Your task:
Copy the records below word for word, from their start through the line containing "[(12, 398)]".

Exercise inputs:
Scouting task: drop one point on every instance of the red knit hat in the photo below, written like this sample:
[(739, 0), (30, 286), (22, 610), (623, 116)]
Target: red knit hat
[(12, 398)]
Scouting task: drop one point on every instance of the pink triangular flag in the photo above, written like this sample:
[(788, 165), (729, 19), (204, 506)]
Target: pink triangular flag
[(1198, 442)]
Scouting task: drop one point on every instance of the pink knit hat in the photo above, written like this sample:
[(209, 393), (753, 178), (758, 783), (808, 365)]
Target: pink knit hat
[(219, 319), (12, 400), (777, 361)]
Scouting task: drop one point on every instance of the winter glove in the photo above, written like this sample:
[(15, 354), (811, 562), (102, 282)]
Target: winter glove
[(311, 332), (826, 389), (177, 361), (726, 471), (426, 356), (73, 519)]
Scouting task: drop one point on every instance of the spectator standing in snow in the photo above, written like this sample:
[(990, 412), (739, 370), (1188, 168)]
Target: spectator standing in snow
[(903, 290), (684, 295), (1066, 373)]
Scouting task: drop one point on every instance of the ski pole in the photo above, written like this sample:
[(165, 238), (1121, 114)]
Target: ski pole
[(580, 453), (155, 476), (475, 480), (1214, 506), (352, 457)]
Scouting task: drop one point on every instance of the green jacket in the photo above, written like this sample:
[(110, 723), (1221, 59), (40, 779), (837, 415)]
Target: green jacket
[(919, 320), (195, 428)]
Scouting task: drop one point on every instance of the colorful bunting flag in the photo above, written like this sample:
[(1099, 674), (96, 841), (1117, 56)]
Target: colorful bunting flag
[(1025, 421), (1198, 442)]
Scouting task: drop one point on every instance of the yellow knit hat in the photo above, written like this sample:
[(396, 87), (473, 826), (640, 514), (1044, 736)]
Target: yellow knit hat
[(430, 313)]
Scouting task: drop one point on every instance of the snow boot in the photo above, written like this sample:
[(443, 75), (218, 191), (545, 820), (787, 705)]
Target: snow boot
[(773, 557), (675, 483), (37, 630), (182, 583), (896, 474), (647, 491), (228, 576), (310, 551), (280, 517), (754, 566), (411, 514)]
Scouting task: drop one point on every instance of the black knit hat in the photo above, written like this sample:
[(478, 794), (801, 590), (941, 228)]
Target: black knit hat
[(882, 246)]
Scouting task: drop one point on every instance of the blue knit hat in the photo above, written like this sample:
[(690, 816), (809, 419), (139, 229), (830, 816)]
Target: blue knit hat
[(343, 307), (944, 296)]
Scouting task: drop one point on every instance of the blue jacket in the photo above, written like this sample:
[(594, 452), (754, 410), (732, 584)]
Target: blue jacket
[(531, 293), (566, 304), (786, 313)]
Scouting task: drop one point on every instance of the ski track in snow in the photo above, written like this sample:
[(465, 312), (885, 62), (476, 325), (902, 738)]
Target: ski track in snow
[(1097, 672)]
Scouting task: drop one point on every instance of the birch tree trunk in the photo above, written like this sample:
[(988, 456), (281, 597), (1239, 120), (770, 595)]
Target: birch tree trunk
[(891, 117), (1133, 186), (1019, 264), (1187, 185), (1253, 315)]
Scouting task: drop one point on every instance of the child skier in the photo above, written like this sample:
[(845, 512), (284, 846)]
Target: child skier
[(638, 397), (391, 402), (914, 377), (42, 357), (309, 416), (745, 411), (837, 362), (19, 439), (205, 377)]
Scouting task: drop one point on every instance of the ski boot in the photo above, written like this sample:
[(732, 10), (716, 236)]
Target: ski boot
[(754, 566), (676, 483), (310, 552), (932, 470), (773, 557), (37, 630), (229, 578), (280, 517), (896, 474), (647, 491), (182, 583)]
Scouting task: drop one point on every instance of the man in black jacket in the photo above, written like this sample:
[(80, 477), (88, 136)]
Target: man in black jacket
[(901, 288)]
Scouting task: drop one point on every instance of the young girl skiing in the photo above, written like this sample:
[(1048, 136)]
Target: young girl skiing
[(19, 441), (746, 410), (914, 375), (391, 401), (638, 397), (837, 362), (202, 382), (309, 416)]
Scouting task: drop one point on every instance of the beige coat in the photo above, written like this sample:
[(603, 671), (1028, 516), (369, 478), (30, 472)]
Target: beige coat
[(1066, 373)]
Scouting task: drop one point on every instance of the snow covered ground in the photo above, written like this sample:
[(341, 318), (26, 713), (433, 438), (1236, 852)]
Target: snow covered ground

Output for this exercise:
Scouting task: drop one point on every instance of the red knit hat in the photo below, written like this sample:
[(739, 0), (30, 286), (22, 610), (623, 116)]
Target: red knit hat
[(12, 398)]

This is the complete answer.